Records
■ ■ ■
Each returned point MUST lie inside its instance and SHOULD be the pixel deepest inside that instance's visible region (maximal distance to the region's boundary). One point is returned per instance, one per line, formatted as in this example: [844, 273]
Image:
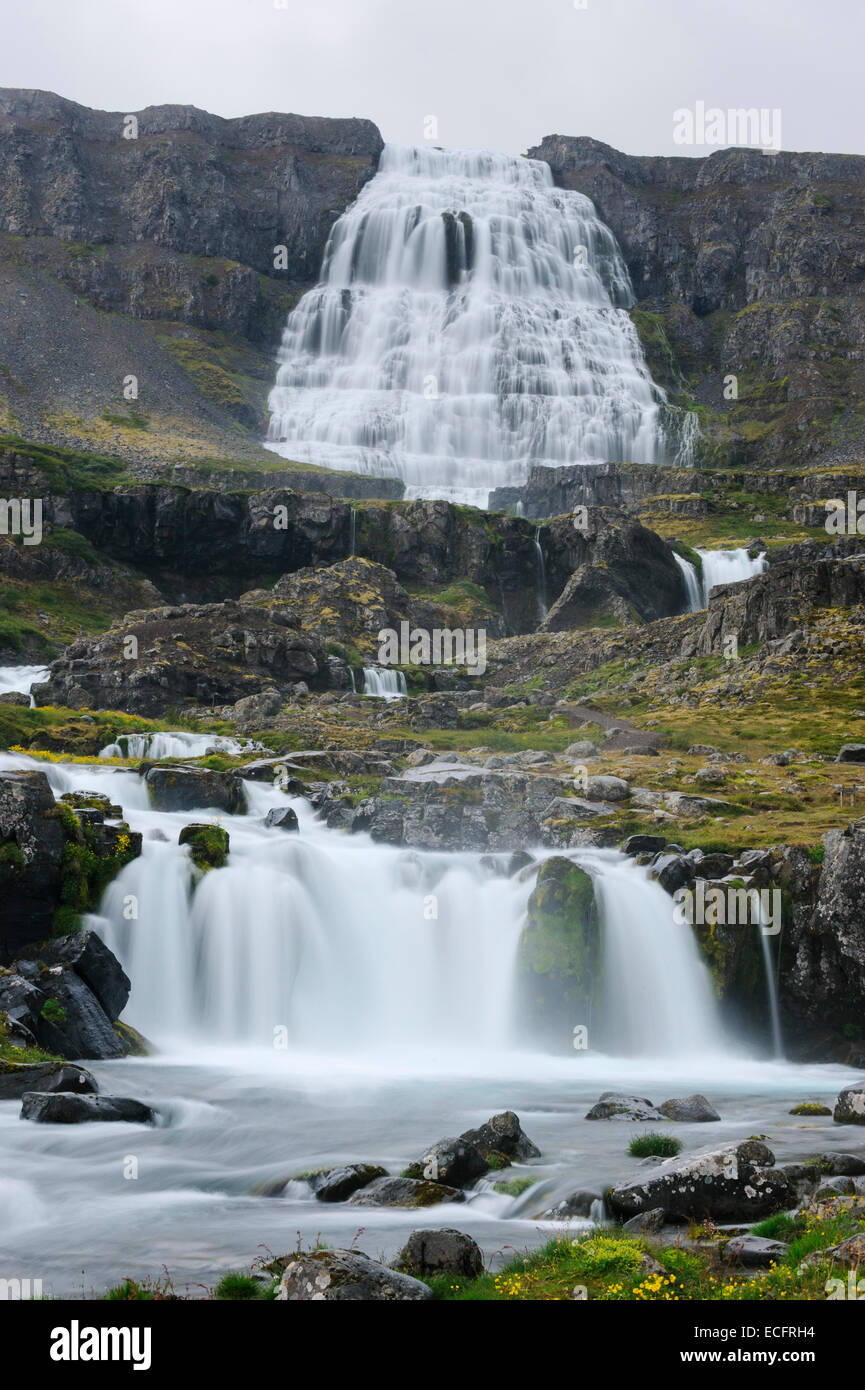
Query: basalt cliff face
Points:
[145, 245]
[750, 266]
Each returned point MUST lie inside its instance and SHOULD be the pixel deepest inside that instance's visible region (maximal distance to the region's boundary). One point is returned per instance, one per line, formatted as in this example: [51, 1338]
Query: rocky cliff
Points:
[143, 245]
[748, 266]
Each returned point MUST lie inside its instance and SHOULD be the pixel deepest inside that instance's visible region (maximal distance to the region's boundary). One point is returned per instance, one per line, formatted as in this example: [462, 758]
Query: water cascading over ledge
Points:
[470, 323]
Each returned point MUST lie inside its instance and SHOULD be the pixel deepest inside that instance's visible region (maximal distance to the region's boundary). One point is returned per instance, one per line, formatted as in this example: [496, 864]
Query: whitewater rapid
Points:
[470, 323]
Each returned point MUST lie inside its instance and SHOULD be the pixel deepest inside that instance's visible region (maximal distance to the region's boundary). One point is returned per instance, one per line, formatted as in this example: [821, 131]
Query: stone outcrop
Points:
[157, 243]
[746, 264]
[346, 1276]
[737, 1182]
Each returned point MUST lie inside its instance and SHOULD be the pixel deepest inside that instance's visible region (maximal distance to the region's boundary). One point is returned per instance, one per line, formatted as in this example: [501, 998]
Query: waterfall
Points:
[693, 588]
[729, 567]
[538, 551]
[658, 997]
[173, 745]
[344, 944]
[385, 684]
[470, 323]
[18, 679]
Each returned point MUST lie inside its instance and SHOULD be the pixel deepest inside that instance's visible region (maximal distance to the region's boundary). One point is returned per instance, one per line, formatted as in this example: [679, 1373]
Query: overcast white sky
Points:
[494, 72]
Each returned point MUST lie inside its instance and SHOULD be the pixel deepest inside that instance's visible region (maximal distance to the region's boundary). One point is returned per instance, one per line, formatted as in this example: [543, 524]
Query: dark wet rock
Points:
[346, 1276]
[502, 1136]
[31, 858]
[405, 1191]
[830, 1187]
[18, 1077]
[71, 1108]
[452, 1161]
[645, 1222]
[337, 1184]
[850, 1105]
[441, 1251]
[672, 872]
[579, 1204]
[613, 1105]
[726, 1184]
[195, 788]
[689, 1109]
[843, 1165]
[86, 954]
[754, 1251]
[281, 818]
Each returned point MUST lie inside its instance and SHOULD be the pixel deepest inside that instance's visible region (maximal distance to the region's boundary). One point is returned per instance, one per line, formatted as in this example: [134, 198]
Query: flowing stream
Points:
[323, 1000]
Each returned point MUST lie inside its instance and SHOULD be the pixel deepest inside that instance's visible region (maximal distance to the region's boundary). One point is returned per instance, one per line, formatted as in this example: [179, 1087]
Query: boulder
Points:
[645, 1222]
[502, 1136]
[253, 710]
[559, 952]
[672, 872]
[850, 1105]
[843, 1165]
[71, 1108]
[86, 954]
[690, 1109]
[733, 1183]
[452, 1161]
[31, 858]
[337, 1184]
[754, 1251]
[441, 1251]
[405, 1191]
[281, 818]
[346, 1276]
[607, 788]
[18, 1077]
[209, 845]
[195, 788]
[644, 844]
[612, 1105]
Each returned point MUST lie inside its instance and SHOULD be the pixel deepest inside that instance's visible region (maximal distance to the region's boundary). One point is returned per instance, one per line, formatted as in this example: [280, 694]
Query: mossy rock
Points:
[132, 1040]
[209, 845]
[559, 954]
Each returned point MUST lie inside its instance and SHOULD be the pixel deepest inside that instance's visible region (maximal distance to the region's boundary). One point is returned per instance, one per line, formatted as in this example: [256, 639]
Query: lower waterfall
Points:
[335, 944]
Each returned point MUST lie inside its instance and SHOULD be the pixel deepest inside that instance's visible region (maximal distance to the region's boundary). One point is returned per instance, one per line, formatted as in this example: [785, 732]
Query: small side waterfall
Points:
[538, 551]
[18, 679]
[173, 745]
[729, 567]
[658, 997]
[383, 683]
[693, 588]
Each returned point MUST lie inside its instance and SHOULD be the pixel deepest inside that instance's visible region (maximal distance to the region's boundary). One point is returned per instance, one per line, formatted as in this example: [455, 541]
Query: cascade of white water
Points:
[470, 323]
[538, 551]
[173, 745]
[384, 683]
[729, 567]
[342, 944]
[658, 997]
[693, 588]
[20, 679]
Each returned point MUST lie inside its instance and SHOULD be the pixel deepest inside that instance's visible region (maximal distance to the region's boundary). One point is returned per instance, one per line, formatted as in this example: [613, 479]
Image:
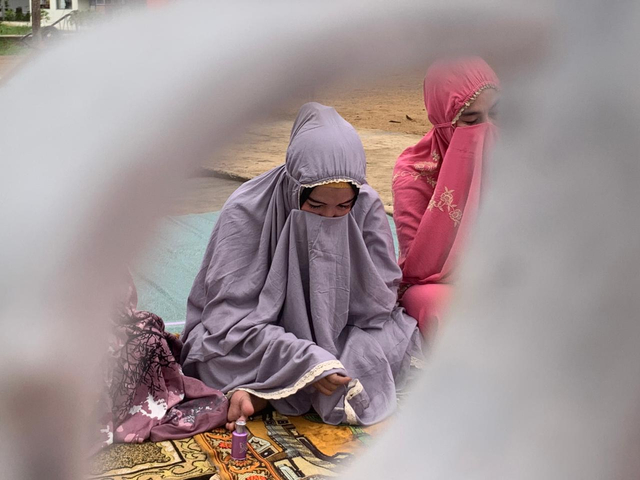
■ ■ ■
**DO THIS**
List every line of the listing above that contains the word "waterfall", treating uppercase and lowercase as different.

**FINAL RESULT**
Query: waterfall
Query: lower waterfall
Query: small side waterfall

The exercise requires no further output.